Work task = Reproduce exactly, and only, the lines below from the one containing "Target: black bookshelf" through the one containing "Note: point to every instance of the black lamp".

(Provided entries Opens)

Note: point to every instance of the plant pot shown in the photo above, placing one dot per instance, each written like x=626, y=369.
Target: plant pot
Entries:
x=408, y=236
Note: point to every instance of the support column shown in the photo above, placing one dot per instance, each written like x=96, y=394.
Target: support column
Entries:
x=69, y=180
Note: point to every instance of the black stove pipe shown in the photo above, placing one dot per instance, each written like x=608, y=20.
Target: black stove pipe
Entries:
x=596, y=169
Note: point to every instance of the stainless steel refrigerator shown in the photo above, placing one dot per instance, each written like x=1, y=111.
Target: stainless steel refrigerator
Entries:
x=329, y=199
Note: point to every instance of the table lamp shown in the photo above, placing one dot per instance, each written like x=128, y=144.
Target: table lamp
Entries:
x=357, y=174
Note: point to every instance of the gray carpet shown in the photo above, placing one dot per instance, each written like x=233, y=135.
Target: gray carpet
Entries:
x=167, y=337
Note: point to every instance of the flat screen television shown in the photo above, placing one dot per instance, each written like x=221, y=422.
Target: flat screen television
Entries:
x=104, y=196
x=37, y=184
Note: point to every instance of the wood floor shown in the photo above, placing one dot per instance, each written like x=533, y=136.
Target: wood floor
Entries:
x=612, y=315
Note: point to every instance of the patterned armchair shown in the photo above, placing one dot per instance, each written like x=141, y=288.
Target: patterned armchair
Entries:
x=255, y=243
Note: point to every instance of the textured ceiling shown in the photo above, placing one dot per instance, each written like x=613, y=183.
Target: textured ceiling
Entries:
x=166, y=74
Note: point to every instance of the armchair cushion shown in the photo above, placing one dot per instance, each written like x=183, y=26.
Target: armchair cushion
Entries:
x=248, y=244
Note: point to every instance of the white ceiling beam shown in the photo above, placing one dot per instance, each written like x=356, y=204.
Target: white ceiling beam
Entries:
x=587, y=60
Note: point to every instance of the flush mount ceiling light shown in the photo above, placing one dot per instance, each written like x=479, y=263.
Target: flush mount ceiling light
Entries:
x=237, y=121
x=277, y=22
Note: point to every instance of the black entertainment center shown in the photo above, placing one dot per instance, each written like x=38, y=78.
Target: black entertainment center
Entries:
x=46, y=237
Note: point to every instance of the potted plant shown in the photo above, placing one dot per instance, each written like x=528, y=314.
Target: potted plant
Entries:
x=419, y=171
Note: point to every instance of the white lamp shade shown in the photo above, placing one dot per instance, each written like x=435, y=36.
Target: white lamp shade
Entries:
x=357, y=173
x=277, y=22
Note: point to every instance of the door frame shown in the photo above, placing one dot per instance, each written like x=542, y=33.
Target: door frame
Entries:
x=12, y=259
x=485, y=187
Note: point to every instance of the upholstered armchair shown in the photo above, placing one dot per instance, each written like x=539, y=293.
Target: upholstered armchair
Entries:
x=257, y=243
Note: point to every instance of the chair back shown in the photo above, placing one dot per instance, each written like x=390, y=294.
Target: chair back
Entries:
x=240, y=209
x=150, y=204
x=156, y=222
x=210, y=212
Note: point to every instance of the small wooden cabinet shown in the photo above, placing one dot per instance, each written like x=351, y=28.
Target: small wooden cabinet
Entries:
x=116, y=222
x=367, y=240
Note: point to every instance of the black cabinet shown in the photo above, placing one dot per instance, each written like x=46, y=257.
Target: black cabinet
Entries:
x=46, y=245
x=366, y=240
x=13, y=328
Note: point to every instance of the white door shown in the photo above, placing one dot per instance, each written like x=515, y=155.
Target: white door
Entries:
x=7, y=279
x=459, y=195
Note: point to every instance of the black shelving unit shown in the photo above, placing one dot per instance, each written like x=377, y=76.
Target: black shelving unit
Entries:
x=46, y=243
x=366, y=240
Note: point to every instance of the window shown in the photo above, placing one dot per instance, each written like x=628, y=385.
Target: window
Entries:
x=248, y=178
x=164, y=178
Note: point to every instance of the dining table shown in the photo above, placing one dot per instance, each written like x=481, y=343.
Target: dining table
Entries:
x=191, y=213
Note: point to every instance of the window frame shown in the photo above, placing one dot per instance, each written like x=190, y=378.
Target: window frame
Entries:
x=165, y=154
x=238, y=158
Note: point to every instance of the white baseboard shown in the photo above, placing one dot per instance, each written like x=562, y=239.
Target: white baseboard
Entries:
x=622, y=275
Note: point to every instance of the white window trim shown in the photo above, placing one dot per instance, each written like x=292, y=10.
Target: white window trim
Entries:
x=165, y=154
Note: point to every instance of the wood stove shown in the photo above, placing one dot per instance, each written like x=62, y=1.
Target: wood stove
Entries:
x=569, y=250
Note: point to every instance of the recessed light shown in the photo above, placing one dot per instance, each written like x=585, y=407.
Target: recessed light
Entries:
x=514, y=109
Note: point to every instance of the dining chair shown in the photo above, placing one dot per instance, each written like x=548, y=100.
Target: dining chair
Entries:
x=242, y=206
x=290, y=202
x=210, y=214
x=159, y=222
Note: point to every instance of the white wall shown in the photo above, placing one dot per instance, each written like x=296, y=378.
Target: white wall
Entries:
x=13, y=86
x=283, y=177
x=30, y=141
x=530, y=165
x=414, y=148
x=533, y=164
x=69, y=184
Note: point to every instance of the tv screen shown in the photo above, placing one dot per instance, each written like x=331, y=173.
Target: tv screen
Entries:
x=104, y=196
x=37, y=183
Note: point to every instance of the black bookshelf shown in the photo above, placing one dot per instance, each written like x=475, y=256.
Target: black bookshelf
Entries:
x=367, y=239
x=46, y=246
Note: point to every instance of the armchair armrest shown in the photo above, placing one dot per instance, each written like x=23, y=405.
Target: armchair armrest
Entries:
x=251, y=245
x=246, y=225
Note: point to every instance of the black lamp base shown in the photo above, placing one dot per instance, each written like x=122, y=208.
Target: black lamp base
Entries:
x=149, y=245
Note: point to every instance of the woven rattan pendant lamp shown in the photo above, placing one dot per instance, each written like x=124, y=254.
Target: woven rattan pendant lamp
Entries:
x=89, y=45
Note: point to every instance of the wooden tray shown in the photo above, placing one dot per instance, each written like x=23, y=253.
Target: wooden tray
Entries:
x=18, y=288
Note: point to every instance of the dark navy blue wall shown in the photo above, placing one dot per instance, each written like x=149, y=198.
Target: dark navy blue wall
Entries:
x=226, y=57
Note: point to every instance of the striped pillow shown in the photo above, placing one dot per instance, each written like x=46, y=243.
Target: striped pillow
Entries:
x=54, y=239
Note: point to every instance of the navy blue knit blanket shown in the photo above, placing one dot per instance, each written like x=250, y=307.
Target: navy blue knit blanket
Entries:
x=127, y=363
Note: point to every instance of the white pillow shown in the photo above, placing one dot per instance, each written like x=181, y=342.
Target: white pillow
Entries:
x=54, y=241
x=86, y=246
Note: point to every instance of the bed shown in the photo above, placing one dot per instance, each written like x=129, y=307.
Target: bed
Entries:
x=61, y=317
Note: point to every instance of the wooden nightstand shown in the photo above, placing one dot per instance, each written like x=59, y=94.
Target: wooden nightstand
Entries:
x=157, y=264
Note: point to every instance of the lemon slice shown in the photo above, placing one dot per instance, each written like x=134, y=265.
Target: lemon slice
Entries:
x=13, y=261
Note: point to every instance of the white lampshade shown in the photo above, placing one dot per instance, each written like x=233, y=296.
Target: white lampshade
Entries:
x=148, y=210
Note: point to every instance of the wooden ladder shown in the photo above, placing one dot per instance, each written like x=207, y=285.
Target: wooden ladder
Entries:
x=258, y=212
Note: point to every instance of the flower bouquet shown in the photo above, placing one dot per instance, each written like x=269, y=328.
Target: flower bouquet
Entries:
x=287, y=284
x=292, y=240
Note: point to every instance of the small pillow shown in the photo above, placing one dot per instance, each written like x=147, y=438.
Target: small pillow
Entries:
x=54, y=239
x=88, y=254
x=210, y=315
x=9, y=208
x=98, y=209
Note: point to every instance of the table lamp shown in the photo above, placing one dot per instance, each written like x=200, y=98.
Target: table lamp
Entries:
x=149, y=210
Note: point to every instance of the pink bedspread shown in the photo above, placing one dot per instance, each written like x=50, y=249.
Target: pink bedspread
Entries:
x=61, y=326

(Provided entries Closes)

Written solution =
Target: black bookshelf
Entries:
x=367, y=239
x=46, y=246
Note: point to every instance of the armchair armrest shown in the photo above, placing one dot per instance, each written like x=23, y=405.
Target: armchair armrest
Entries:
x=251, y=245
x=246, y=225
Note: point to every instance of the black lamp base shown in the photo above, placing one dot per instance, each written like x=122, y=208.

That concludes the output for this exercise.